What you should do
Copy out verbatim the part of the records that starts with the line containing "segment pink flower cluster" and ends with the line containing "M 32 9 L 16", including both of those lines.

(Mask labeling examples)

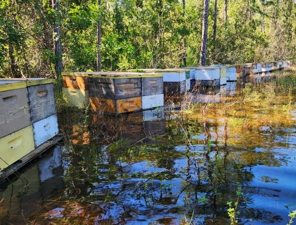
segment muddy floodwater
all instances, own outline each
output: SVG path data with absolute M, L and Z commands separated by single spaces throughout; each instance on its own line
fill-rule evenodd
M 63 141 L 1 183 L 0 224 L 291 223 L 295 73 L 117 116 L 58 106 Z

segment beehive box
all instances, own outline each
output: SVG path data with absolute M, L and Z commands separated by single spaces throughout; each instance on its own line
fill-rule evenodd
M 225 85 L 227 82 L 226 77 L 226 65 L 215 65 L 215 66 L 219 67 L 220 69 L 220 85 Z
M 110 99 L 90 96 L 91 109 L 110 113 L 119 114 L 142 109 L 142 97 Z
M 283 68 L 283 61 L 279 61 L 278 62 L 278 70 Z
M 85 108 L 89 104 L 88 74 L 63 72 L 63 97 L 70 106 Z
M 2 170 L 35 148 L 32 125 L 1 137 L 0 146 L 0 170 Z
M 220 69 L 219 67 L 200 66 L 195 68 L 195 80 L 214 81 L 220 78 Z
M 164 118 L 164 108 L 163 107 L 143 111 L 143 121 L 144 122 L 162 120 Z
M 69 105 L 85 108 L 89 104 L 88 90 L 63 88 L 63 97 Z
M 278 63 L 277 62 L 271 62 L 271 70 L 274 71 L 278 69 Z
M 187 71 L 188 69 L 181 68 L 164 69 L 156 69 L 155 73 L 162 74 L 164 82 L 182 82 L 186 80 L 186 72 Z M 187 76 L 188 76 L 188 74 L 187 73 Z
M 236 66 L 235 65 L 227 65 L 226 67 L 226 79 L 227 82 L 236 81 Z
M 0 137 L 32 125 L 26 87 L 25 81 L 0 80 Z
M 111 100 L 141 97 L 142 75 L 123 72 L 89 73 L 89 96 Z
M 271 71 L 271 63 L 265 62 L 261 64 L 261 72 L 267 72 Z
M 246 77 L 246 68 L 245 64 L 236 65 L 236 77 L 237 78 L 243 78 Z
M 261 73 L 261 63 L 253 63 L 252 73 Z
M 63 87 L 66 88 L 88 90 L 87 72 L 63 72 Z
M 163 89 L 165 95 L 172 95 L 185 93 L 186 90 L 186 72 L 181 68 L 155 70 L 156 73 L 163 75 Z M 187 76 L 188 76 L 187 73 Z M 190 76 L 190 75 L 189 75 Z M 187 85 L 188 88 L 188 84 Z
M 27 79 L 33 123 L 56 114 L 54 87 L 51 79 Z
M 186 81 L 164 82 L 163 91 L 165 96 L 180 95 L 186 92 Z
M 246 76 L 250 75 L 252 73 L 253 67 L 252 63 L 246 63 Z
M 148 74 L 141 75 L 142 96 L 163 94 L 163 75 Z
M 59 133 L 57 114 L 33 124 L 33 135 L 36 147 L 38 147 Z
M 154 94 L 142 96 L 142 109 L 147 109 L 163 106 L 164 94 Z

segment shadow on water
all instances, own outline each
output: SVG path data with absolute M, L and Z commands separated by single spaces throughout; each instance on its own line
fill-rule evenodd
M 296 210 L 296 85 L 277 77 L 256 75 L 120 116 L 65 108 L 64 142 L 1 184 L 0 221 L 288 223 Z

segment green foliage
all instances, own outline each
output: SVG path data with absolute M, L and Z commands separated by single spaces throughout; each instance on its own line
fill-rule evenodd
M 60 1 L 54 9 L 48 0 L 0 0 L 2 76 L 54 76 L 53 27 L 60 16 L 66 71 L 96 70 L 99 18 L 103 70 L 192 66 L 199 61 L 201 0 Z M 224 7 L 218 1 L 214 38 L 210 1 L 208 64 L 296 58 L 293 0 L 229 0 L 227 21 Z

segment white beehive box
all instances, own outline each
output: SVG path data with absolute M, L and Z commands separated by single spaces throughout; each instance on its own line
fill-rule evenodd
M 58 118 L 54 114 L 33 124 L 35 146 L 38 147 L 59 133 Z
M 253 63 L 252 64 L 252 72 L 253 73 L 261 73 L 261 63 Z
M 214 81 L 220 78 L 220 69 L 217 66 L 200 66 L 195 68 L 195 80 Z
M 226 84 L 226 90 L 236 90 L 236 82 L 227 82 Z
M 226 68 L 226 78 L 227 82 L 234 81 L 237 80 L 236 65 L 227 66 Z
M 271 63 L 265 62 L 261 64 L 261 72 L 271 71 Z
M 157 69 L 155 73 L 162 74 L 164 82 L 181 82 L 186 80 L 185 69 Z
M 34 150 L 32 125 L 0 138 L 0 171 Z
M 164 105 L 164 94 L 142 96 L 142 109 L 151 109 Z

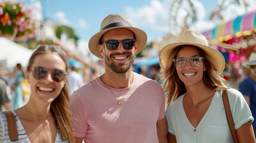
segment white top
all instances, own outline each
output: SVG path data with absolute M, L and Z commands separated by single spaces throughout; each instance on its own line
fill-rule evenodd
M 67 76 L 70 94 L 77 90 L 84 85 L 84 80 L 82 76 L 75 71 L 69 72 Z
M 229 89 L 227 94 L 234 120 L 235 128 L 239 128 L 254 119 L 243 95 L 234 89 Z M 233 142 L 225 113 L 222 91 L 217 91 L 209 108 L 195 128 L 189 122 L 183 108 L 185 94 L 180 96 L 166 109 L 168 132 L 175 135 L 177 142 Z
M 18 116 L 14 111 L 13 111 L 13 113 L 14 114 L 15 120 L 16 120 L 17 130 L 18 132 L 18 140 L 14 142 L 11 142 L 11 140 L 10 140 L 8 131 L 7 121 L 5 117 L 5 114 L 3 113 L 0 113 L 0 142 L 30 142 Z M 60 132 L 58 128 L 57 129 L 57 133 L 56 139 L 55 139 L 55 142 L 68 142 L 68 141 L 63 141 L 61 140 Z

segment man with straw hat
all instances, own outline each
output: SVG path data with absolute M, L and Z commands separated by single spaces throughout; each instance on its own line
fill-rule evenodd
M 239 91 L 243 95 L 246 101 L 252 116 L 256 118 L 256 52 L 251 54 L 249 61 L 243 65 L 248 68 L 249 76 L 245 77 L 239 85 Z M 252 122 L 254 133 L 256 133 L 256 122 Z M 256 135 L 255 135 L 256 136 Z
M 89 41 L 105 73 L 72 98 L 77 142 L 165 142 L 165 97 L 158 82 L 132 71 L 147 35 L 123 15 L 110 14 Z

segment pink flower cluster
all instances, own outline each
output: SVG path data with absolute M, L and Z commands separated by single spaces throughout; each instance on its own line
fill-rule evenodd
M 32 9 L 16 1 L 0 1 L 0 36 L 27 39 L 36 36 L 36 27 Z

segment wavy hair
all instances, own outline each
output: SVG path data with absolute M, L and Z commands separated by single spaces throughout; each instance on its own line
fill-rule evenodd
M 184 83 L 180 79 L 176 70 L 173 60 L 177 57 L 178 51 L 185 45 L 181 45 L 176 48 L 170 53 L 168 58 L 169 62 L 167 62 L 165 67 L 161 67 L 159 76 L 162 82 L 162 87 L 164 92 L 167 95 L 167 106 L 177 99 L 180 95 L 185 94 L 187 89 Z M 198 48 L 199 55 L 203 57 L 204 64 L 207 65 L 206 70 L 203 72 L 203 80 L 205 84 L 215 91 L 226 89 L 229 87 L 225 85 L 225 79 L 221 74 L 217 72 L 216 63 L 201 48 Z
M 46 45 L 39 46 L 31 55 L 27 71 L 30 71 L 35 58 L 41 54 L 45 53 L 56 53 L 63 60 L 66 64 L 66 70 L 67 71 L 68 64 L 66 52 L 59 46 Z M 51 104 L 51 111 L 57 120 L 57 124 L 60 129 L 61 139 L 67 140 L 69 142 L 75 142 L 71 124 L 70 98 L 67 83 L 65 83 L 58 96 Z

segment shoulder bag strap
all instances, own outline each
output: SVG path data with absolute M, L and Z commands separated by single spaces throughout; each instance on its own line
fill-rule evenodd
M 230 106 L 229 105 L 229 99 L 227 95 L 227 90 L 222 92 L 222 98 L 223 99 L 224 107 L 225 108 L 226 115 L 229 122 L 229 128 L 232 133 L 233 139 L 235 143 L 238 143 L 238 137 L 236 136 L 236 130 L 235 129 L 235 124 L 233 120 L 232 114 L 231 113 Z
M 11 111 L 3 111 L 3 113 L 5 114 L 7 120 L 8 131 L 11 141 L 17 141 L 18 132 L 14 115 Z

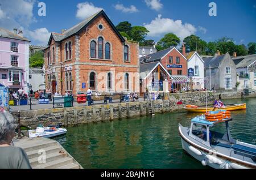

Exercise answer
segment pink flower cluster
all instances, own outline each
output: SVG path data with absolute M, L and Z commands separated by single spaces throughout; each instance on its own line
fill-rule evenodd
M 32 9 L 16 1 L 0 1 L 0 36 L 27 39 L 36 36 L 36 27 Z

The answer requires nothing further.